(Rows from a pointing dataset)
..........
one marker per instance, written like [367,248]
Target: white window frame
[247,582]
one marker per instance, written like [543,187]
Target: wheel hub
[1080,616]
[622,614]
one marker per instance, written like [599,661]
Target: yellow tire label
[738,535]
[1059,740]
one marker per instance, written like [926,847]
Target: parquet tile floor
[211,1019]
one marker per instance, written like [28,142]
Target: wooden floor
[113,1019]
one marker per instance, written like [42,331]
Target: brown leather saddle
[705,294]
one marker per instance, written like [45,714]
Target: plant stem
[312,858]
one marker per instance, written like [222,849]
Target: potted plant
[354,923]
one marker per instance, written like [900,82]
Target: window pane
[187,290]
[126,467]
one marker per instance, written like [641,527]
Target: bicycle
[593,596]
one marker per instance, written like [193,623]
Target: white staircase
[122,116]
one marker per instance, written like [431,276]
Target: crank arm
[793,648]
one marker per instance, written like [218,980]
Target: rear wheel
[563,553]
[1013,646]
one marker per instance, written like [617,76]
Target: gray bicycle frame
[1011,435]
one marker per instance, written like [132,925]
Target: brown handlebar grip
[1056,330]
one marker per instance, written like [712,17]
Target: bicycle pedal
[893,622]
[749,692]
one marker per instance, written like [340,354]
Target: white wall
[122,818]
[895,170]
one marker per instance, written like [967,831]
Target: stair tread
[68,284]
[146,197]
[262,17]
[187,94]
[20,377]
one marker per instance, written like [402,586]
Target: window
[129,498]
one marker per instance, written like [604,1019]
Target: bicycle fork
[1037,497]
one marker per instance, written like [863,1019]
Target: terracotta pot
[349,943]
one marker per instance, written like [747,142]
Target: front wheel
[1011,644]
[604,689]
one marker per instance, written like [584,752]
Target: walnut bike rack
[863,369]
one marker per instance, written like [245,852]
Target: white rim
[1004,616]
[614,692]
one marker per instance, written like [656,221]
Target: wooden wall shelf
..........
_WORK TO BE COMPLETED_
Extract all of the data above and reproduce every line without any change.

_FINISHED TASK_
one marker per instance, written like [367,248]
Target: white window frame
[247,582]
one marker per instance, written like [543,187]
Target: wheel hub
[1080,616]
[622,614]
one marker per instance, written like [599,661]
Target: yellow tire label
[738,535]
[1059,740]
one marker per instance, written like [926,847]
Target: parquet tile floor
[211,1019]
one marker per instance, written like [28,142]
Target: wooden floor
[113,1019]
one marker per instance, written like [42,331]
Target: brown leather saddle
[705,294]
one marker per instance, written like [45,714]
Target: plant stem
[312,858]
one marker per instance, written like [222,849]
Target: potted plant
[354,923]
one marker per instance, written like [900,82]
Target: window pane
[187,290]
[126,467]
one marker per instance, written like [641,527]
Target: bicycle
[593,596]
one marker per instance, written like [193,623]
Target: white staircase
[122,116]
one marker per instance, written like [431,276]
Target: crank arm
[793,648]
one marker per instance, written like [218,980]
Target: rear wheel
[563,553]
[1013,646]
one marker per instance, written like [617,76]
Target: gray bicycle frame
[1011,435]
one marker per instance, written like [132,925]
Target: brown handlebar grip
[1056,330]
one marker per instance, written like [712,17]
Target: bicycle pedal
[893,622]
[749,692]
one marker per instance, written like [340,354]
Target: white wall
[122,818]
[895,170]
one marker per instance, written like [967,831]
Target: stair tread
[68,284]
[146,197]
[262,17]
[187,94]
[20,377]
one marker per instance, written like [402,586]
Target: window
[129,498]
one marker per instance, written like [604,1019]
Target: bicycle fork
[1037,497]
one marker per instance, written like [863,1019]
Target: terracotta pot
[349,943]
one marker per instance, written like [747,142]
Target: front wheel
[1011,644]
[604,689]
one marker per instance, written like [584,752]
Target: walnut bike rack
[863,369]
one marker per instance, written like [245,852]
Target: white rim
[1004,616]
[614,692]
one marker per instance, written like [656,221]
Target: wooden wall shelf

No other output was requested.